== Data supplied ==
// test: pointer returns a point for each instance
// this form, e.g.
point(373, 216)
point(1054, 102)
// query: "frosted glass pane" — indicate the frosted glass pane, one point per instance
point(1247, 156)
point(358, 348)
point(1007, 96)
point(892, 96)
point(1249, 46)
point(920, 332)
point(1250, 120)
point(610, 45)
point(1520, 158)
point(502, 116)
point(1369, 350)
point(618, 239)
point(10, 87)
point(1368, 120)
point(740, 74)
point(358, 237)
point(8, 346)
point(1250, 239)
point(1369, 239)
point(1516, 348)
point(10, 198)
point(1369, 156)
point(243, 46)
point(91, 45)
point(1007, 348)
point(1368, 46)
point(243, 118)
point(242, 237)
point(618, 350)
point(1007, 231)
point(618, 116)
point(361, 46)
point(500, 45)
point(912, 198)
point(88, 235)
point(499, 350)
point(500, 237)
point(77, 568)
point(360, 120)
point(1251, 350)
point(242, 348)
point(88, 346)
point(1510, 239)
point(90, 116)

== Directive ==
Format every line of the material above as a numbered list, leaving out any blank lines.

== Solved exercise ==
1. // test: pointer returns a point for each instance
2. // this form, e.g.
3. point(373, 216)
4. point(1054, 102)
5. // query: "frosted glass pane" — indicate the frosted glass pane, one point per instance
6. point(1247, 156)
7. point(358, 348)
8. point(1007, 96)
9. point(892, 96)
10. point(1249, 46)
11. point(920, 332)
12. point(1250, 120)
13. point(610, 45)
14. point(1520, 158)
15. point(502, 116)
16. point(1369, 350)
17. point(618, 239)
18. point(10, 87)
19. point(1368, 120)
20. point(740, 74)
21. point(358, 237)
22. point(8, 346)
23. point(1250, 239)
24. point(1369, 239)
25. point(1516, 348)
26. point(10, 198)
27. point(1369, 156)
28. point(243, 46)
29. point(91, 45)
30. point(1007, 348)
31. point(1368, 46)
32. point(243, 118)
33. point(242, 237)
34. point(618, 350)
35. point(1007, 231)
36. point(618, 116)
37. point(361, 46)
38. point(500, 45)
39. point(912, 198)
40. point(88, 235)
41. point(499, 350)
42. point(500, 237)
43. point(77, 568)
44. point(360, 120)
45. point(1251, 350)
46. point(242, 348)
47. point(88, 346)
48. point(1510, 239)
49. point(90, 116)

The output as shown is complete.